═══ Data for the task
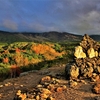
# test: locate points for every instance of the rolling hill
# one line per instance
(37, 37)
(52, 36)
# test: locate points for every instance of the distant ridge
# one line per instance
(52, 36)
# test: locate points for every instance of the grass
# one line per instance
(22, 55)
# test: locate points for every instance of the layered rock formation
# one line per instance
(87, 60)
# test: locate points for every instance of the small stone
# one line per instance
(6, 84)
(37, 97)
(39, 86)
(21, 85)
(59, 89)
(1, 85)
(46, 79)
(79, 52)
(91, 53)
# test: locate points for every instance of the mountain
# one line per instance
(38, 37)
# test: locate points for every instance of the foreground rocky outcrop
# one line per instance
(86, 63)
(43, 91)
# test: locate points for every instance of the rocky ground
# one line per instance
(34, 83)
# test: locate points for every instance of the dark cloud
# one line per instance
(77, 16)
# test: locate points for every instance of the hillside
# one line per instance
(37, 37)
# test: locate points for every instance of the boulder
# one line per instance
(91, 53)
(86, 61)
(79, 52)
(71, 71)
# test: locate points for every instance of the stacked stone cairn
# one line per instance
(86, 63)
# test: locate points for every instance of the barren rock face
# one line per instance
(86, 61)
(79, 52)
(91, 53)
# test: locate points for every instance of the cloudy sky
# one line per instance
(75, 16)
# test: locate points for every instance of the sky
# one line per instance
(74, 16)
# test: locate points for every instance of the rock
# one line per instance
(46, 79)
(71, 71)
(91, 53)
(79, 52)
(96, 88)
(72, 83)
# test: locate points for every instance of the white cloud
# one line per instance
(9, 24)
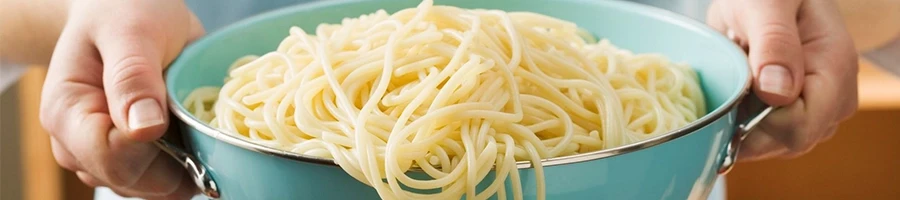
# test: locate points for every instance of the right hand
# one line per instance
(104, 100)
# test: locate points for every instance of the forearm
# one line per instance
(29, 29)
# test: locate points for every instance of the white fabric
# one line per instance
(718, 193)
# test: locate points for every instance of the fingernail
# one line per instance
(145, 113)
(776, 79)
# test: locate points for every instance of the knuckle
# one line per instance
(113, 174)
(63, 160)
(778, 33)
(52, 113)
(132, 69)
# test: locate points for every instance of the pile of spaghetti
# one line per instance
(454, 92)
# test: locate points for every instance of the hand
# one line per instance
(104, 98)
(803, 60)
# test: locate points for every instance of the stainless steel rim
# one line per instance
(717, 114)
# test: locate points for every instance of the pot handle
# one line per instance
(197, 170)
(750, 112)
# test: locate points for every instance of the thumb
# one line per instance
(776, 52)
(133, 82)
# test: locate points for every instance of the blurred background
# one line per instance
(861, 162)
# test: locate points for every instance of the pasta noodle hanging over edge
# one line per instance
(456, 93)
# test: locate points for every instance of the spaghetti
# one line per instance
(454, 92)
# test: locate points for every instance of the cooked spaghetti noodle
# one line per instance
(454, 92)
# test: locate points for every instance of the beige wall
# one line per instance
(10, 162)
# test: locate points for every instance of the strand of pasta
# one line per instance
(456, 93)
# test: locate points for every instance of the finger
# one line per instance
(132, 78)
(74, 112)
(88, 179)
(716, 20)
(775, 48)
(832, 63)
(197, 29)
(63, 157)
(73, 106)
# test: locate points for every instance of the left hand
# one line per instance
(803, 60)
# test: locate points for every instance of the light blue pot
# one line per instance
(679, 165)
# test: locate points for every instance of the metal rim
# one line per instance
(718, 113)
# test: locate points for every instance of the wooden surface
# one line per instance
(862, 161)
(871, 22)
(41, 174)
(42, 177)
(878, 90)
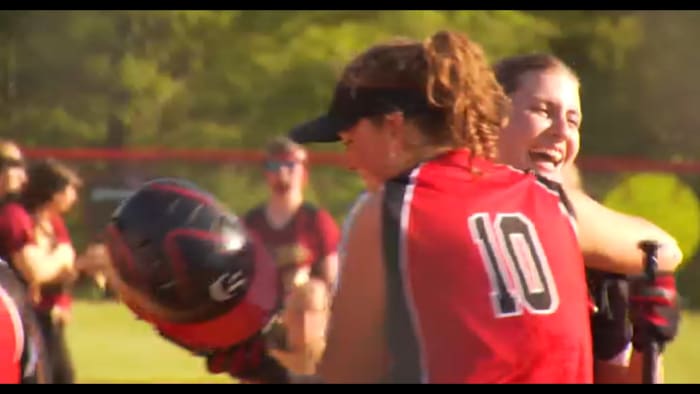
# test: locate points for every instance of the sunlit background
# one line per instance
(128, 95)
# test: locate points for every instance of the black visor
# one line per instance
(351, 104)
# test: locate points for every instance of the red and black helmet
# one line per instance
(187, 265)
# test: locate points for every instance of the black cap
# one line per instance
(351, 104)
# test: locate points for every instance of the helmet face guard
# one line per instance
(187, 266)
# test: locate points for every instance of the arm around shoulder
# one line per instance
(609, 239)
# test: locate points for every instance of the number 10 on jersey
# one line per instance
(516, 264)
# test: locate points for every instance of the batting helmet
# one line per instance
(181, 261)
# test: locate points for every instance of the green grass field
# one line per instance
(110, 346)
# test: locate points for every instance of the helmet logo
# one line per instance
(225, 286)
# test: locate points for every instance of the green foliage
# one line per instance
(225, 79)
══════
═══ Data for the task
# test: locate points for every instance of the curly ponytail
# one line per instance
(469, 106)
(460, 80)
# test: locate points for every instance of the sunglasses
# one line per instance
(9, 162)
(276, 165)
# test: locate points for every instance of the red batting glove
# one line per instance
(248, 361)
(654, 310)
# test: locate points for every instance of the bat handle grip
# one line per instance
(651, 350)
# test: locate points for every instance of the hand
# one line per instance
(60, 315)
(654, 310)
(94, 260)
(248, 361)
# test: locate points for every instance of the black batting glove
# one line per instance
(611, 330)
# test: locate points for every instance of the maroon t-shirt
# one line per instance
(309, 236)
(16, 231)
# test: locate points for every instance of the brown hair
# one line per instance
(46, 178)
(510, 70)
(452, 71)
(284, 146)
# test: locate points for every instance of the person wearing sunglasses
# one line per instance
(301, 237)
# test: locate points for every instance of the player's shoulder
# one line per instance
══════
*Assignment:* Among the entries above, the line containing "# test: locate points for every instance of the rolling", the line containing "# test: locate points for every instance of the grass", and all lines between them are to be restated word for word; nothing else belongs in the reply.

*Result for this task:*
# test: locate points for every instance of the rolling hill
# one line per instance
(37, 37)
(52, 36)
# test: locate points for every instance of the distant ridge
# one line per instance
(52, 36)
# test: locate points for every instance of the grass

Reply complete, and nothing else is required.